=== Testo fornito ===
··········

I fratelli Romolo e Remo, soli e in grado di contare l’uno nella forza dell’altro, si muovono in un mondo remoto e ostile sfidando il volere irriducibile degli Dei. Dal sangue versato nascerà una città, Roma, all’origine del più grande impero della Storia. Il loro è un legame saldo, intrepido, destinato ad alimentare la leggenda.

Un incipit da kolossal, estremamente verosimile, totalizzante. L’atteso film da quasi nove milioni di euro di budget, diretto da un coraggioso giovane innovatore come Matteo Rovere (Veloce come il vento), ha una partenza sprint da impallidire. Altro cinema rispetto a tinelli e commedie della tradizione, altra roba rispetto ai fellinismi d’esportazione per gli Oscar. La voglia di stupire e sconvolgere, di mostrarsi americani a Roma, è vulgata industriale nuova e stimolante per tutti. Insomma visivamente il risultato è notevole. Una ri-creazione verista, tattile, violenta di un’epoca storica che nel passato, magari di qualche peplum d’annata, si era contraddistinta giusto per sandalini comodi e pugnali di plastica con la partecipazione naif delle star di Hollywood. Affascinante è anche l’immersione nella foresta, tutta luci naturali (fotografia di Daniele Ciprì) per il manipolo in fuga.

··········

=== Estratto del dataset ===
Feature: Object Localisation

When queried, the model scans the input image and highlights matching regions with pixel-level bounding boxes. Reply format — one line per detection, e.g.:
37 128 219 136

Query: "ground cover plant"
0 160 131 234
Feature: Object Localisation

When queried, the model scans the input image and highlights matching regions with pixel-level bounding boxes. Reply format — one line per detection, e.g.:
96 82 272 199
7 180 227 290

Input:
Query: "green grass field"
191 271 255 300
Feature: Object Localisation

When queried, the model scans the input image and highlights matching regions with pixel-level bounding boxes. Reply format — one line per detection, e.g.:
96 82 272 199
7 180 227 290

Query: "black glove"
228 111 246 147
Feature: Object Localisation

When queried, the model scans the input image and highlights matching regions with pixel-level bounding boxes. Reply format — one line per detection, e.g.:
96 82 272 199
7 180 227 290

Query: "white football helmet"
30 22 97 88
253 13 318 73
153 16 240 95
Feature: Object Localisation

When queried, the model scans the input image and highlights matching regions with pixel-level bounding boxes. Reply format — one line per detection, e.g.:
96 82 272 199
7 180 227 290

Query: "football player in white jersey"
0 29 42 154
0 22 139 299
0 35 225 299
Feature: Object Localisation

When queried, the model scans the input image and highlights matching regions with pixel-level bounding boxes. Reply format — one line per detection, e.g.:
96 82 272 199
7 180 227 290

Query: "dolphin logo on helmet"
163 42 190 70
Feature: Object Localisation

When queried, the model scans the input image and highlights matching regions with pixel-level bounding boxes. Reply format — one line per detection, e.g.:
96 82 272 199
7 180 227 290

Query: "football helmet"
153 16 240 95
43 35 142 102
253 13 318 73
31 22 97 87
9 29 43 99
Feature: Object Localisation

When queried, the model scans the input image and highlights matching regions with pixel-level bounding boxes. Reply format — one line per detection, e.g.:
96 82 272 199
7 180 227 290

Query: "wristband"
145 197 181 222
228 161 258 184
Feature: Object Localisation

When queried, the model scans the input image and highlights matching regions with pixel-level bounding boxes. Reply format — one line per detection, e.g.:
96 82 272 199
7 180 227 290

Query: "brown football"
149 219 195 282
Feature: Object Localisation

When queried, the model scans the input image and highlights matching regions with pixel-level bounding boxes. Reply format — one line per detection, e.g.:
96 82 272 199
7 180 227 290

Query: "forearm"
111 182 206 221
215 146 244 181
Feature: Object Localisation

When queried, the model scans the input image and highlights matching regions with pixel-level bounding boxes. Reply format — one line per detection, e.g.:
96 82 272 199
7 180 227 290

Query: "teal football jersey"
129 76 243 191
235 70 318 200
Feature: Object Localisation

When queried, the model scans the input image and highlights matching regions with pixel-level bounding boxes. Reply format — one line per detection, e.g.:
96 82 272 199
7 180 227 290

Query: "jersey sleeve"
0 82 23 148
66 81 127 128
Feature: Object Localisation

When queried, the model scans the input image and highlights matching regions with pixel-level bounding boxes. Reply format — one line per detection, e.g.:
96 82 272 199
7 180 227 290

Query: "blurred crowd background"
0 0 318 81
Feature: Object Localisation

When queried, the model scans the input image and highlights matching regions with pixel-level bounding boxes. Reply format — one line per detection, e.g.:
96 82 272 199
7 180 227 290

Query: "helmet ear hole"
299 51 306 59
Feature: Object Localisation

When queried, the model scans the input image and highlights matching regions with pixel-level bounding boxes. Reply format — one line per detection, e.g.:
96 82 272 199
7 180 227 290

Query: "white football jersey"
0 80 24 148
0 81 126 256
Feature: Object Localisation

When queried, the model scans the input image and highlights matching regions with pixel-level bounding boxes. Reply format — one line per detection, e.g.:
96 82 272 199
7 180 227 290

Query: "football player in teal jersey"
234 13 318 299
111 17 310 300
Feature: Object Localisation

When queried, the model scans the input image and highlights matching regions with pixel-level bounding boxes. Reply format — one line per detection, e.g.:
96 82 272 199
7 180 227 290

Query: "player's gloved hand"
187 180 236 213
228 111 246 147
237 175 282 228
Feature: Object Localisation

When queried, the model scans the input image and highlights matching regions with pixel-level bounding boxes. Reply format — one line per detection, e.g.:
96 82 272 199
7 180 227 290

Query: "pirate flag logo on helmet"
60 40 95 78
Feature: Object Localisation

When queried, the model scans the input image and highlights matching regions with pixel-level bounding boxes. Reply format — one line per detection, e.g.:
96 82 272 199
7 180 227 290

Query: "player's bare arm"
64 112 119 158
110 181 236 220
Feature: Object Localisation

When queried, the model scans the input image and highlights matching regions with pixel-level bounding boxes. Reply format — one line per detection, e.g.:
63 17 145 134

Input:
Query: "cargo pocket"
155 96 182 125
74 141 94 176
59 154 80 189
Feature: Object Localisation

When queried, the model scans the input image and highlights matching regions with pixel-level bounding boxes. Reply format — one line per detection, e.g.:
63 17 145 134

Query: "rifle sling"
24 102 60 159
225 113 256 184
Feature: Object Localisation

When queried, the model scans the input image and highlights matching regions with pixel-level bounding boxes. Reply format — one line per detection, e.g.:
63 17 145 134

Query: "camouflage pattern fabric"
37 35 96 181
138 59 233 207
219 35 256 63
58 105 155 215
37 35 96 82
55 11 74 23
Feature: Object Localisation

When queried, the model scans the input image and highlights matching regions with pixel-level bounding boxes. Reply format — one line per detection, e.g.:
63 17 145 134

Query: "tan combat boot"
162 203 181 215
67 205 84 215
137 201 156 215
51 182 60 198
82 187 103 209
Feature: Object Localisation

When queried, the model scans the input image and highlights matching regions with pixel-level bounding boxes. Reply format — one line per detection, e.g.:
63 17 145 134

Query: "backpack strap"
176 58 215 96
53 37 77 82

··········

=== Compiti ed esercizi ===
1) Nella recensione del film su Romolo e Remo, a chi è attribuita la fotografia?
2) Prosegui la recensione del film su Romolo e Remo a partire dall'ultima frase.

=== Risposte finali ===
1) A Daniele Ciprì.

2)
Il primo re, oltre al discorso fondativo della leggenda della nascita di Roma, curioso espediente drammaturgico ai confini del fantasy più che dalla storia al cinema, prova a fondare anche un linguaggio autonomo rispetto al milieu linguistico dell’industria del cinema italiano. Il proto latino con relativi sottotitoli sono una scelta che ha più di un debito con altri prodotti del settore (vedi il maya yucateco in Apocalypto o l’aramaico de La Passione di Cristo) ma il risultato di straniamento culturale vale l’azzardo. Stesso discorso per questo necessario scioglimento delle acque nell’ambito dell’action adventure.